**Exercícios:**
**A)** Conte as linhas dos registros que contêm a palavra "woman", levando em conta maiúsculas e minúsculas, e informe apenas esse número.
**B)** Escreva a continuação do texto sobre a Pequena África a partir do ponto em que ele termina.

**Trecho do documento:**

A Pequena África e a saga dos pretos novos ─ Um roteiro pelo circuito cultural e arqueológico da celebração da herança africana

Escadaria do Centro Cultural. Imagem: Marcos Jesus

Caminhar nos bairros da Saúde, Santo Cristo e Gamboa, desde a Praça Mauá até a Cidade Nova na região portuária do Rio de Janeiro, é fazer um passeio pela herança cultural africana na cidade. Região histórica e de forte presença africana, ficou conhecida como “Pequena África”, depois da proibição oficial, em 1831, do comércio de escravos, tornando a prática ilegal (não que o tráfico tenha sessado, importante dizer!), recebeu ex-escravizados libertos, mas que seguiram trabalhando na região entre o período de 1850 e 1920. A Pequena África recebeu libertos de diversas regiões, inclusive da Bahia, que ali se instalavam à procura de trabalho, edificando moradias, centros religiosos, e buscando o convívio social do dia a dia naquela comunidade. Apesar de rica, a negligência na preservação da herança africana no Brasil, sobretudo no Rio de Janeiro, mostra o descaso de uma política pública que não preserva, tampouco divulga o processo da diáspora africana e a história da formação do povo brasileiro. Sendo assim, esses locais, assim como suas negras memórias, seguem ilustres desconhecidos, inclusive pela população local.

A proposta é sugerir um curto roteiro histórico e arqueológico da Pequena África, fácil de percorrer, mas cheio de informação e passado, como forma de valorização desse incrível patrimônio cultural.

Trajeto da Pequena África. Foto: Porto Maravilha

Partindo do centro, na Av. Rio Branco, pegue o VLT (serviço de bonde), com destino à estação Praia Formosa e salte na estação Cidade do Samba. Essa região central é rica em atrações, como a Praça XV de Novembro, o Real Gabinete Português de Leitura, o Museu de Belas Artes e o Museu do Amanhã na Praça Mauá, por exemplo, mas isso vai ser assunto para outra ocasião (o centro do Rio é diverso em atrações turísticas e culturais).

Em uma caminhada rápida de não mais que cinco minutos, chegará no Centro Cultural José Bonifácio, localizado na rua Pedro Ernesto, 80 (Bairro da Gamboa). O palacete foi construído por ordem de D Pedro II, inaugurado em 1877, e após sua restauração, foi reativado com o propósito de preservar a cultura afro-brasileira. Na instalação, funcionou o primeiro colégio público da América Latina que fazia parte das “escolas do imperador” e foi edificado para atender à população da região portuária. Destaque para a escadaria oval: toda de madeira nobre, com dois dragões esculpidos na base, e os painéis de azulejos pintados que mostram com mapas a evolução e as transformações da região. No prédio centenário em estilo renascentista, funciona uma biblioteca – são mais de 750 títulos, teatro, oficinas, cursos e exposições. Abre de terça a domingo, das 10:00 às 18:00 horas e a entrada é grátis.

**Dados apresentados:**
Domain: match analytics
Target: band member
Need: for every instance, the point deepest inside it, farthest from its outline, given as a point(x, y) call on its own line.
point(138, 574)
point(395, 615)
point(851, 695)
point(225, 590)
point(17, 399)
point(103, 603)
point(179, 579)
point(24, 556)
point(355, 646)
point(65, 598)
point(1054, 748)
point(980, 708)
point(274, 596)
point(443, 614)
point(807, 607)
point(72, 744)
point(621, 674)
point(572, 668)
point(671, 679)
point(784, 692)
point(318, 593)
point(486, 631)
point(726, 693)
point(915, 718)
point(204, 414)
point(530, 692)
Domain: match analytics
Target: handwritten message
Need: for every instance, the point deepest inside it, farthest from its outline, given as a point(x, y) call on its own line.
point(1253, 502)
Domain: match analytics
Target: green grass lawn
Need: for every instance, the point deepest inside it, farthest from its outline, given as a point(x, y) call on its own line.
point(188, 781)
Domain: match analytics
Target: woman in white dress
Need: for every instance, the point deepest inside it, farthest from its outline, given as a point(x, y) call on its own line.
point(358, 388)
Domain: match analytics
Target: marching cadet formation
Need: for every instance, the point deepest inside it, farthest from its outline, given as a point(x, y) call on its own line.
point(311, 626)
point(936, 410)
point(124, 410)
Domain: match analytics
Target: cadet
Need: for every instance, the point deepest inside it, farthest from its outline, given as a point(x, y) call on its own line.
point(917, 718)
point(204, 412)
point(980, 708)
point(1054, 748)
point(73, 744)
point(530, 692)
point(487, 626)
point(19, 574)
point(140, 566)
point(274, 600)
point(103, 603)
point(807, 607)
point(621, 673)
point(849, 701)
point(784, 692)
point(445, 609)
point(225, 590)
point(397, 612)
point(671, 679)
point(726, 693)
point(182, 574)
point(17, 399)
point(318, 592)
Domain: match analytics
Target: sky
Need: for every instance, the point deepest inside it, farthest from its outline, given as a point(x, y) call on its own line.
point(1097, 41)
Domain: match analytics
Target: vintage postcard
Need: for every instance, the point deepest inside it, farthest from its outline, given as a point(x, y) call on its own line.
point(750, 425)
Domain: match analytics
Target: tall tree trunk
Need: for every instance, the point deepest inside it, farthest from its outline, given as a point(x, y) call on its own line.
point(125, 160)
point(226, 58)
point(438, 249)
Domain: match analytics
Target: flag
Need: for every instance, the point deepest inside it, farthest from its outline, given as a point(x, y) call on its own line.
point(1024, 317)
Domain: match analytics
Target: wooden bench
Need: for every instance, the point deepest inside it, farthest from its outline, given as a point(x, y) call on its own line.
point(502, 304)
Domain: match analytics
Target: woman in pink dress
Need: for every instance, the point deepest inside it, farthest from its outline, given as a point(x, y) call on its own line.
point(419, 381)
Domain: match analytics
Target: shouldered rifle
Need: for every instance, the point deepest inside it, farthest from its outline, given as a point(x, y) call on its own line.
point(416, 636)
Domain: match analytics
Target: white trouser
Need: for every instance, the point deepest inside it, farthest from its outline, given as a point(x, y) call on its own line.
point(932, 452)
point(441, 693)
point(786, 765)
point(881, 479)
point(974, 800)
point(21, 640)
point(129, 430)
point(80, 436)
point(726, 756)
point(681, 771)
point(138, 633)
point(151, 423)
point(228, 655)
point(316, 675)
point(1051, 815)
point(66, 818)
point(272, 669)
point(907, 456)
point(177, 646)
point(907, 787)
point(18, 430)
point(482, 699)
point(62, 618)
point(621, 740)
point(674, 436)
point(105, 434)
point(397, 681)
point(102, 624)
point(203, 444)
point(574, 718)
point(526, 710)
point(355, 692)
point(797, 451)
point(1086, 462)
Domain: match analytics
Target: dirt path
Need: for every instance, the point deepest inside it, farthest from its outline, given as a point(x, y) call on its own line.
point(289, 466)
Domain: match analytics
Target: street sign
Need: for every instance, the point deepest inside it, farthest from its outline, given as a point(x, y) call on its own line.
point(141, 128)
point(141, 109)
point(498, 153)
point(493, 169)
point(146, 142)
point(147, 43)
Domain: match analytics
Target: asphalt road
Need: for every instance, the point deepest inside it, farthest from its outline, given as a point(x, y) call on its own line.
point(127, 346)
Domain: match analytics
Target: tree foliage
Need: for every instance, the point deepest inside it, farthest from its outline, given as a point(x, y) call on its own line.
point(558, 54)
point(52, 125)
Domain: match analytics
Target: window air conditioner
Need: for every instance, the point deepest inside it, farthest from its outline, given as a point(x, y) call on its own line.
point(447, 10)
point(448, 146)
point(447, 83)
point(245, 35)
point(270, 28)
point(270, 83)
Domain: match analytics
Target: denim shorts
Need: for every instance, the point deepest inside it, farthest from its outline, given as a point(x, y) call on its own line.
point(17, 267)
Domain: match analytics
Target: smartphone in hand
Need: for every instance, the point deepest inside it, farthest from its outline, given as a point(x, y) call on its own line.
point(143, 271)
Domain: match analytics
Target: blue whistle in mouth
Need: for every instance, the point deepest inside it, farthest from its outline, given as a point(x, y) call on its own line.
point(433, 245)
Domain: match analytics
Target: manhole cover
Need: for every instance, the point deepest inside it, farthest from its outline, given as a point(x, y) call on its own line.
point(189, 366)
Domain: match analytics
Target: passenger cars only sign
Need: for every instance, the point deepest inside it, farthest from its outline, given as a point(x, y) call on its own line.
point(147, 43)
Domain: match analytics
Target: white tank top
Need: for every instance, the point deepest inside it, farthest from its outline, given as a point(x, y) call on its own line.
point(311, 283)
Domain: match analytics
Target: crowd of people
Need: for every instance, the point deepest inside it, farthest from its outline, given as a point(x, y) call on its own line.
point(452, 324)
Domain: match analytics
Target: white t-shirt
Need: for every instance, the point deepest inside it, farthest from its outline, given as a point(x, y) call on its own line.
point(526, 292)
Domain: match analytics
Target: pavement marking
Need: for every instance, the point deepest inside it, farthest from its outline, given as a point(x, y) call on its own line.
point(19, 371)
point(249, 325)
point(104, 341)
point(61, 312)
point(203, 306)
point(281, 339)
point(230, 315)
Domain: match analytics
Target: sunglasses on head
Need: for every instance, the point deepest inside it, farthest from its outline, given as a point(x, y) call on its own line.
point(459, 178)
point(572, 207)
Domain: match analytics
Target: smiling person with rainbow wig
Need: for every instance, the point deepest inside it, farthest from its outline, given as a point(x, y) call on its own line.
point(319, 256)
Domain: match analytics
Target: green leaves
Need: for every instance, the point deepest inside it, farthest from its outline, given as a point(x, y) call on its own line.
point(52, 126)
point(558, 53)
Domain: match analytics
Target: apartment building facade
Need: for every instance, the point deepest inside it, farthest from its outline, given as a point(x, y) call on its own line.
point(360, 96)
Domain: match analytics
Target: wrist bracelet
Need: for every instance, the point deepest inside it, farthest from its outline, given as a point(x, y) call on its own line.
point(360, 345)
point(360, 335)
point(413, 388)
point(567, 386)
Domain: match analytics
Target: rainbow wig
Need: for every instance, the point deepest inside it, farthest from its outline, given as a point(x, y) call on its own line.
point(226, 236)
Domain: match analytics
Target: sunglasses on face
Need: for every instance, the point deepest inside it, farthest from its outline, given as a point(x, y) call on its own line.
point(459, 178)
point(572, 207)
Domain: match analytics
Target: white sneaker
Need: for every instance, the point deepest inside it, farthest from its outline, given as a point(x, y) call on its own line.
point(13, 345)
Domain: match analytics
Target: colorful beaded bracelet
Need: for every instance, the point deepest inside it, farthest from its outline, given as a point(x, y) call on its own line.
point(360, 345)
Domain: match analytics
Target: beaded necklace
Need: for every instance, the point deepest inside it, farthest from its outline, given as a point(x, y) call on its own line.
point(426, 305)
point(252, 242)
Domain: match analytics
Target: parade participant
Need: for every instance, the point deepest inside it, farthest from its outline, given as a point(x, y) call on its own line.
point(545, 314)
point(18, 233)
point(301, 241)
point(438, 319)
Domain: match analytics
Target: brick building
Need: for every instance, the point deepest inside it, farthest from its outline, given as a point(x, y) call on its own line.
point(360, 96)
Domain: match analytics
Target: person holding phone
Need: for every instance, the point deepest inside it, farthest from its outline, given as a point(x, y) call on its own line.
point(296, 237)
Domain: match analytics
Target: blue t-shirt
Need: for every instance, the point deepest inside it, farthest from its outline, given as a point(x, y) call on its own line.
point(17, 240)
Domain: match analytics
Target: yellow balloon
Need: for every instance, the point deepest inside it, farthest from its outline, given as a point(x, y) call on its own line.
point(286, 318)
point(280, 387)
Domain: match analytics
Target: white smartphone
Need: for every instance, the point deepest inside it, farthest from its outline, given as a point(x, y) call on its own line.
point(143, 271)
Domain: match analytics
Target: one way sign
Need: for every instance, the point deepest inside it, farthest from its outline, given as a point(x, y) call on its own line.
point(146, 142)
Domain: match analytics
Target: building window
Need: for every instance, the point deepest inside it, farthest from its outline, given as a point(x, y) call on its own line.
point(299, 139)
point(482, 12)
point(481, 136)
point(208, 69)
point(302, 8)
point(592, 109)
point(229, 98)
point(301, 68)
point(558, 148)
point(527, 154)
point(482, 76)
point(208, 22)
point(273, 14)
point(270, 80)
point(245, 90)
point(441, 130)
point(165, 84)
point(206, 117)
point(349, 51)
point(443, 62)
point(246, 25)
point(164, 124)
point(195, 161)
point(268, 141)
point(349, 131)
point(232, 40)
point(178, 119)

**Respostas dos exercícios:**
**A)** 2

**B)**
Seguindo na mesma rua, a casa de número 32, abriga o IPN (Instituto de Pesquisas e Memórias Pretos Novos e o Sítio Arqueológico Cemitério dos Pretos Novos), centro cultural e biblioteca de temática negra, que oferece cursos e oficinas para o resgate da cultura africana e preservação histórica. “Pretos Novos” ou “boçais” eram os escravizados que desembarcavam no porto do Rio de Janeiro, recém-chegados da África. O comércio de escravizados se dava nos arredores da Rua Primeiro de Março (então Rua Direita), até que em 1779, o Marquês do Lavradio mandou transferir todas as operações do mercado, o que só ocorre em 1811, ou seja, desembarque, venda e enterro dos escravizados africanos para a região do Valongo, implicando também na mudança do Cemitério dos Pretos Novos, que muitas vezes morriam logo ao desembarcar por não resistirem aos maus tratos da viagem, para a Rua Pedro Ernesto – Caminho da Gamboa, à época.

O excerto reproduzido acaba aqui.